| Set tasks |
A – Answer these questions using the photo-printing passage.
(i) What new printer did the writer buy?
(ii) Where is the Light Photo facility located?
(iii) From whom were Hal and Victoria Schmitt taking over the operation?
B – Change "frustrated" to "discouraged" in the photo-printing passage, and write out the part from "It wasn’t the" up to and including "haven’t meshed yet." with that change.

>> begin Reading text

But I love the image, and I wanted a print of it on the wall. And I had another person who wanted a print on his wall. And I was unwilling to hand off a print that wasn’t up to par.

And I couldn’t make a print that was good enough, but I knew that print was in there somewhere — and I was struggling to figure out how to pull it out and get it on paper.

I had retired my old HP 9180 a while back and stopped printing. I did some lab printing, but stopped even doing that — and then I realized that I missed the act of printing and seeing my images on my walls and putting copies in the hands of people. I bought a new printer, my Epson R2880, which I love. The prints that came out of it? I hated. I could see they were flat, were soft, were — wrong.

It wasn’t the printer. It was a combination of things, but mostly my lack of technique, and the fact that since I retired the 9180, my eye has improved and I demand a lot more out of my images than I did a couple of years ago — and my technique wasn’t up to it. I found myself getting really frustrated, and I realized I had some major work ahead of me, and I was at a point where I had no time to sit and focus on it, so I had to put it on hold until I did. I picked it up again at the start of the year.

As it happened, I had scheduled a trip to SoCal to visit my mom and spend time with her, and I had reserved some time where I was thinking of heading out into the desert or Death Valley for a few days of photography. I’ve been trying to get out to Death Vally since 2008 — and my schedules just haven’t meshed yet.

But then I realized that the Light Photographic Workshop folks had their printing class scheduled that same time. This became a no-brainer. I scheduled myself in. Light Photo teaches classes and runs workshops and tours out of a facility in Los Osos, California, near Morro Bay. I first ran into them at a Morro Photo Expo when I took an HDR class from them. At the time, the current owners (Hal and Victoria Schmitt) were just taking over the operation from George Lepp. Since then, they’ve been on my radar since as an option when I was looking for a class on a specific subject. I know Hal knows printing. I knew I needed someone to kick me in the butt and drag me forward past this technical hump I’d been struggling with.

Signing up for the class was an immediate no-brainer, so I did.

This was my boot camp.

Quick digression — I don’t care how good you are at teaching yourself stuff, I don’t care how plugged in you are to learning from online resources, at some point you’re going to find that the best way to push yourself forward is to find someone who knows this stuff a lot better than you, sit down at their feet and have them teach. Even more importantly, have them show. And you need to sit there and soak it in, and ask questions, and think, and poke and try, and ask more questions, and use that time with your sensei with as much enthusiasm and intensity as you can muster. As much as I love resources like Craft & Vision and CreativeLIVE — and I can’t tell you how much both have helped me improve my craft in the last couple of years (but I plan on trying, soon) — at some point, you need to get in person, with someone who can twiddle the knobs on your image and talk to you about your problems and get one on one about specific challenges. I don’t feel I’m exaggerating when I say this class shaved weeks or months off my learning curve, and there were things I probably never would have gotten a handle on without it, much less taken a long time to get there. Seriously.

>> end Reading text
>> begin Given information

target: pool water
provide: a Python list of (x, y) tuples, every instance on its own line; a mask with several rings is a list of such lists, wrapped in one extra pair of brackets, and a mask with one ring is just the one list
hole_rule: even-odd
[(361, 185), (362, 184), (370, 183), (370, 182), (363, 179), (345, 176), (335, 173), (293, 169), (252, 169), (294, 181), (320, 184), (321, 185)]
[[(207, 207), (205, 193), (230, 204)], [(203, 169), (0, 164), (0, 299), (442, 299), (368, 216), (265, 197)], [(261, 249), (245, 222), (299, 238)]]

>> end Given information
>> begin Given information

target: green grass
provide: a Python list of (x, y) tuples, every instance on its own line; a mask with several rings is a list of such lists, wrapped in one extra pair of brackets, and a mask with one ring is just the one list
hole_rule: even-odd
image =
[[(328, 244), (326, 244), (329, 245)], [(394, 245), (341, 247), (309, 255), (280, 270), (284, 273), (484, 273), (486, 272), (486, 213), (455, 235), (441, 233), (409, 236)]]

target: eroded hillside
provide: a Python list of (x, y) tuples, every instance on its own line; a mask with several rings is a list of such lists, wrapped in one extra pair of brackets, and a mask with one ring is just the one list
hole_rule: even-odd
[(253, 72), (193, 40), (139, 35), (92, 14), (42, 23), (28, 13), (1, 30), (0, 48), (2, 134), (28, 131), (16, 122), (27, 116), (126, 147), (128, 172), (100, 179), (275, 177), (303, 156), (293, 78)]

>> end Given information

| Written answers |
A –
(i) An Epson R2880.
(ii) In Los Osos, California, near Morro Bay.
(iii) From George Lepp.

B –
It wasn’t the printer. It was a combination of things, but mostly my lack of technique, and the fact that since I retired the 9180, my eye has improved and I demand a lot more out of my images than I did a couple of years ago — and my technique wasn’t up to it. I found myself getting really discouraged, and I realized I had some major work ahead of me, and I was at a point where I had no time to sit and focus on it, so I had to put it on hold until I did. I picked it up again at the start of the year.

As it happened, I had scheduled a trip to SoCal to visit my mom and spend time with her, and I had reserved some time where I was thinking of heading out into the desert or Death Valley for a few days of photography. I’ve been trying to get out to Death Vally since 2008 — and my schedules just haven’t meshed yet.